Please set out the following lines as a Markdown table with the columns "No." and "Text", one numbered row per line, skipping any blank lines.
== == ==
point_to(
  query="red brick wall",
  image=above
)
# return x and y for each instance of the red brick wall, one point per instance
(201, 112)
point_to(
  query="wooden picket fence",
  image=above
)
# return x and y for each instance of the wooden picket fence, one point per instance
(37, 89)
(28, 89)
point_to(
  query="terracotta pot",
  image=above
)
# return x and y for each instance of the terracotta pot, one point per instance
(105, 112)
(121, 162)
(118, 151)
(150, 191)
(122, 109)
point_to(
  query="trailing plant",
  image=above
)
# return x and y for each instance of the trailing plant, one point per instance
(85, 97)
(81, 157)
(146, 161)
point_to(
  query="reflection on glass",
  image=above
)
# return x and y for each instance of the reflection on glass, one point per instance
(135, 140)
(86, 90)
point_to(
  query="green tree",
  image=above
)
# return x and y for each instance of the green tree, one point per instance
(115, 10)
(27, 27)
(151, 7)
== == ==
» **Problem solution**
| No. | Text |
|---|---|
| 1 | point_to( |
| 2 |   query="red brick wall", |
| 3 |   image=above |
| 4 | ) |
| 5 | # return x and y for each instance of the red brick wall, one point per instance |
| 6 | (201, 112) |
| 7 | point_to( |
| 8 |   query="wooden picket fence", |
| 9 |   image=above |
| 10 | ) |
| 11 | # return x and y for each instance of the wooden picket fence, one point per instance |
| 12 | (37, 89) |
| 13 | (28, 89) |
| 14 | point_to( |
| 15 |   query="terracotta pot", |
| 16 |   image=above |
| 17 | ) |
| 18 | # return x and y for each instance of the terracotta pot, one point per instance |
| 19 | (105, 112) |
| 20 | (121, 162) |
| 21 | (118, 151) |
| 22 | (150, 191) |
| 23 | (122, 109) |
| 24 | point_to( |
| 25 |   query="trailing plant", |
| 26 |   image=above |
| 27 | ) |
| 28 | # return x and y for each instance of the trailing plant, one point per instance |
| 29 | (85, 97) |
| 30 | (81, 157) |
| 31 | (146, 161) |
| 32 | point_to( |
| 33 |   query="reflection on glass", |
| 34 |   image=above |
| 35 | ) |
| 36 | # return x and y for each instance of the reflection on glass, one point per instance |
| 37 | (135, 140) |
| 38 | (86, 90) |
| 39 | point_to( |
| 40 |   query="green tree", |
| 41 |   image=above |
| 42 | ) |
| 43 | # return x and y for each instance of the green tree, one point per instance |
| 44 | (115, 10) |
| 45 | (27, 27) |
| 46 | (151, 7) |